_Problem details_
Your answer must be an exact transcription of every record.

--- Material for this exercise Enclosed Below ---

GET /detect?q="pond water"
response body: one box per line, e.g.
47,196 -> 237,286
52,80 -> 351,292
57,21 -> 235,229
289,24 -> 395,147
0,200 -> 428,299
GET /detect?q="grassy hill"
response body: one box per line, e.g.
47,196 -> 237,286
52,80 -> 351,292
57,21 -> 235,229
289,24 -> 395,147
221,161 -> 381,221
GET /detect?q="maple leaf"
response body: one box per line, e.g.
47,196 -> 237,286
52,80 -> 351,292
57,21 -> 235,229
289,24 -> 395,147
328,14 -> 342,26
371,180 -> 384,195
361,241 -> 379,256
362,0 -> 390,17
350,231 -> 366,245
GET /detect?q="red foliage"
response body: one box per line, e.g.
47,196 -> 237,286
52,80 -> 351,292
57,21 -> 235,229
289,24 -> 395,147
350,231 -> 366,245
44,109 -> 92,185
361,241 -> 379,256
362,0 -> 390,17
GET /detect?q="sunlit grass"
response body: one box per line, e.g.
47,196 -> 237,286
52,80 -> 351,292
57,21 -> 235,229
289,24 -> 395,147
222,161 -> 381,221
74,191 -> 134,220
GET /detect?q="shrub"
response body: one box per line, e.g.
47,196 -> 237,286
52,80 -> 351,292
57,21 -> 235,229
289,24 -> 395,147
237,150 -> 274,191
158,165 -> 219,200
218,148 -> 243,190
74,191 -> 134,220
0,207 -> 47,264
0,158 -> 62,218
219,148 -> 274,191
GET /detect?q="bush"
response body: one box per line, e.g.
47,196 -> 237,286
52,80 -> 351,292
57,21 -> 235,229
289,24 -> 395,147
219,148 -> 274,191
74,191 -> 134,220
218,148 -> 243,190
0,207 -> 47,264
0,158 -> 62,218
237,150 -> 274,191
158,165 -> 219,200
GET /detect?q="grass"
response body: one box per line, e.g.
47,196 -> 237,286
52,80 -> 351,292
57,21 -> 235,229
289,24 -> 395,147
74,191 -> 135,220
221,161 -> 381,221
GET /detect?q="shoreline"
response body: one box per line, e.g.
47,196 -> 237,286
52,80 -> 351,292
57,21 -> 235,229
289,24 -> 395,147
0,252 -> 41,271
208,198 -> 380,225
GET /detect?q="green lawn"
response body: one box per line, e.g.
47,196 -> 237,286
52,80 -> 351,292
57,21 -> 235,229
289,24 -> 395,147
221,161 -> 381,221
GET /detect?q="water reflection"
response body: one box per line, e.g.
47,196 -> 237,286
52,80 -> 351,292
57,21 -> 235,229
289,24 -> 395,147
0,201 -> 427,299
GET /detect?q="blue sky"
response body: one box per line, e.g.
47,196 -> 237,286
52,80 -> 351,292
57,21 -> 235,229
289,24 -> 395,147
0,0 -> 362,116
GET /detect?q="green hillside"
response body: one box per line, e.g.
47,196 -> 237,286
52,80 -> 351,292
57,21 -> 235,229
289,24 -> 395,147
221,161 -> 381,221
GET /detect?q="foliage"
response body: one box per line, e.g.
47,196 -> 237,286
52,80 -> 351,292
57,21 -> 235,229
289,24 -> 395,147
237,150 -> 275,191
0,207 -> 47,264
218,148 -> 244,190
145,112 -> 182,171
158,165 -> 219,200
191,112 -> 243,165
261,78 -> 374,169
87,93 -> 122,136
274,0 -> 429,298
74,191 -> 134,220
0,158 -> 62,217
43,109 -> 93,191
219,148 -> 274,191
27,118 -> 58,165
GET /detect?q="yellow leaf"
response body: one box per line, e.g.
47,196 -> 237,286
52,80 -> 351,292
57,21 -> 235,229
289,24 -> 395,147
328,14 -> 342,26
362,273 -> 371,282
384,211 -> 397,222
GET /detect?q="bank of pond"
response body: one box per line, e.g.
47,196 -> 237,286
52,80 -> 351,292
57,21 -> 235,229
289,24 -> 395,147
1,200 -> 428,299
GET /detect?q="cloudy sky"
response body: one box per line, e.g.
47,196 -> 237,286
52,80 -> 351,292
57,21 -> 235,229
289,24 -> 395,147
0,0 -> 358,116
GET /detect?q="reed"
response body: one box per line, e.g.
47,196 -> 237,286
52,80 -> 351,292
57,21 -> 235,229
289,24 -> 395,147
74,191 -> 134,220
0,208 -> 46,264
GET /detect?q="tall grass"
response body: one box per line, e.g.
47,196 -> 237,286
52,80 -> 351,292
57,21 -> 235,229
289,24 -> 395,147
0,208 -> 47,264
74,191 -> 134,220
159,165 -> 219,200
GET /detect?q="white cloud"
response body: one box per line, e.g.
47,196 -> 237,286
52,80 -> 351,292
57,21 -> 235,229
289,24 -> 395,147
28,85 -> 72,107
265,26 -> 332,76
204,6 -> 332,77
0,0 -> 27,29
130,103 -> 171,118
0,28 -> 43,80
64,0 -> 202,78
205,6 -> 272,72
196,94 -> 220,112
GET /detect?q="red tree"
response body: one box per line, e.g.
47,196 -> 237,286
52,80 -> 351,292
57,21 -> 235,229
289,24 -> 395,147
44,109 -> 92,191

--- End of Enclosed Material for this exercise ---

_Answer to the problem_
GET /detect?q="pond water"
response body: one box per line, e.g.
47,196 -> 237,286
52,80 -> 351,292
57,21 -> 235,229
289,24 -> 395,147
0,200 -> 428,299
GET /detect?q="grassy hill"
response body: one box per line, e.g.
47,196 -> 237,286
52,80 -> 351,292
57,21 -> 235,229
289,24 -> 395,147
221,161 -> 381,221
GET /detect?q="maple leaf"
response body: one box per line, e.g.
47,196 -> 237,286
52,80 -> 351,292
57,21 -> 235,229
289,24 -> 395,147
328,14 -> 342,26
371,180 -> 384,195
361,241 -> 379,256
362,0 -> 390,17
350,231 -> 366,245
GET /detect?q="red foliage"
response body: one box per line, e.g.
47,196 -> 237,286
52,80 -> 351,292
57,21 -> 235,229
289,24 -> 395,147
350,231 -> 366,245
44,109 -> 92,185
361,241 -> 379,256
362,0 -> 390,17
GET /detect?q="sunlit grass"
response body: one box per line, e.g.
47,196 -> 237,286
52,80 -> 351,292
57,21 -> 235,229
289,24 -> 395,147
222,161 -> 381,221
74,191 -> 134,220
GET /detect?q="shrub"
response body: one box per line, e.g.
47,196 -> 237,286
52,80 -> 351,292
57,21 -> 235,229
289,24 -> 395,147
237,150 -> 274,191
158,165 -> 219,200
218,148 -> 243,190
74,191 -> 134,220
0,207 -> 47,264
0,158 -> 62,218
219,148 -> 274,191
GET /detect?q="bush"
response body: one box per line, e.g.
47,196 -> 237,286
52,80 -> 351,292
57,21 -> 235,229
289,24 -> 395,147
219,148 -> 274,191
74,191 -> 134,220
218,148 -> 243,190
0,207 -> 47,264
0,158 -> 62,218
237,150 -> 274,191
158,165 -> 219,200
GET /detect?q="grass"
response body: one box per line, e.g.
47,196 -> 237,286
52,80 -> 351,292
57,21 -> 235,229
289,24 -> 395,147
74,191 -> 135,220
221,161 -> 381,221
GET /detect?q="shoreline"
response body: one box per line, e.g.
47,196 -> 237,286
52,80 -> 351,292
57,21 -> 235,229
289,24 -> 395,147
0,252 -> 41,271
208,198 -> 380,225
GET /detect?q="green lawn"
response body: one box per line, e.g.
47,196 -> 237,286
52,80 -> 351,292
57,21 -> 235,229
289,24 -> 395,147
221,161 -> 381,221
GET /detect?q="water reflection"
response body: one box per line, e.g.
47,196 -> 237,286
52,80 -> 351,292
57,21 -> 235,229
289,24 -> 395,147
0,201 -> 427,299
GET /detect?q="blue sky"
response body: one box per line, e.g.
47,196 -> 237,286
52,80 -> 351,292
57,21 -> 235,229
289,24 -> 395,147
0,0 -> 362,116
GET /detect?q="green hillside"
response body: one box per line, e.g.
47,196 -> 237,286
52,80 -> 351,292
57,21 -> 235,229
289,24 -> 395,147
221,161 -> 381,221
GET /detect?q="foliage"
response body: one box per line, e.g.
47,196 -> 237,286
52,80 -> 351,292
57,21 -> 235,229
289,24 -> 395,147
237,150 -> 275,191
0,207 -> 47,264
218,148 -> 244,190
145,112 -> 182,171
158,165 -> 219,200
191,112 -> 243,165
261,78 -> 374,169
87,93 -> 122,136
274,0 -> 429,298
74,191 -> 134,220
0,158 -> 62,217
43,109 -> 93,191
219,148 -> 274,191
27,118 -> 58,165
GET /detect?q="yellow leaf"
response body: one box per line, e.g.
47,196 -> 237,286
52,80 -> 351,292
57,21 -> 235,229
289,24 -> 395,147
328,14 -> 342,26
362,273 -> 371,282
384,211 -> 397,222
GET /detect?q="bank of pond"
response body: one box per line, e.g.
47,196 -> 237,286
52,80 -> 351,292
57,21 -> 235,229
289,24 -> 395,147
1,200 -> 428,299
GET /detect?q="cloudy sky"
response body: one box per line, e.g.
47,196 -> 237,286
52,80 -> 351,292
57,21 -> 235,229
289,24 -> 395,147
0,0 -> 358,116
GET /detect?q="reed"
response body: one box per line, e.g.
47,196 -> 237,286
52,80 -> 351,292
57,21 -> 235,229
289,24 -> 395,147
74,191 -> 134,220
0,208 -> 46,264
GET /detect?q="tall grass"
response body: one box per line, e.g.
47,196 -> 237,286
52,80 -> 351,292
57,21 -> 235,229
289,24 -> 395,147
0,208 -> 47,264
74,191 -> 134,220
159,165 -> 219,200
GET /detect?q="white cloud"
response body: one box per line, e.g.
47,196 -> 237,286
52,80 -> 351,292
57,21 -> 235,229
289,24 -> 395,147
28,85 -> 72,107
265,26 -> 332,76
204,6 -> 332,77
0,0 -> 27,29
130,103 -> 171,118
0,28 -> 43,80
64,0 -> 202,78
205,6 -> 272,72
196,94 -> 220,112
GET /detect?q="red tree"
response body: one box per line, e.g.
47,196 -> 237,286
52,80 -> 351,292
57,21 -> 235,229
289,24 -> 395,147
44,109 -> 92,191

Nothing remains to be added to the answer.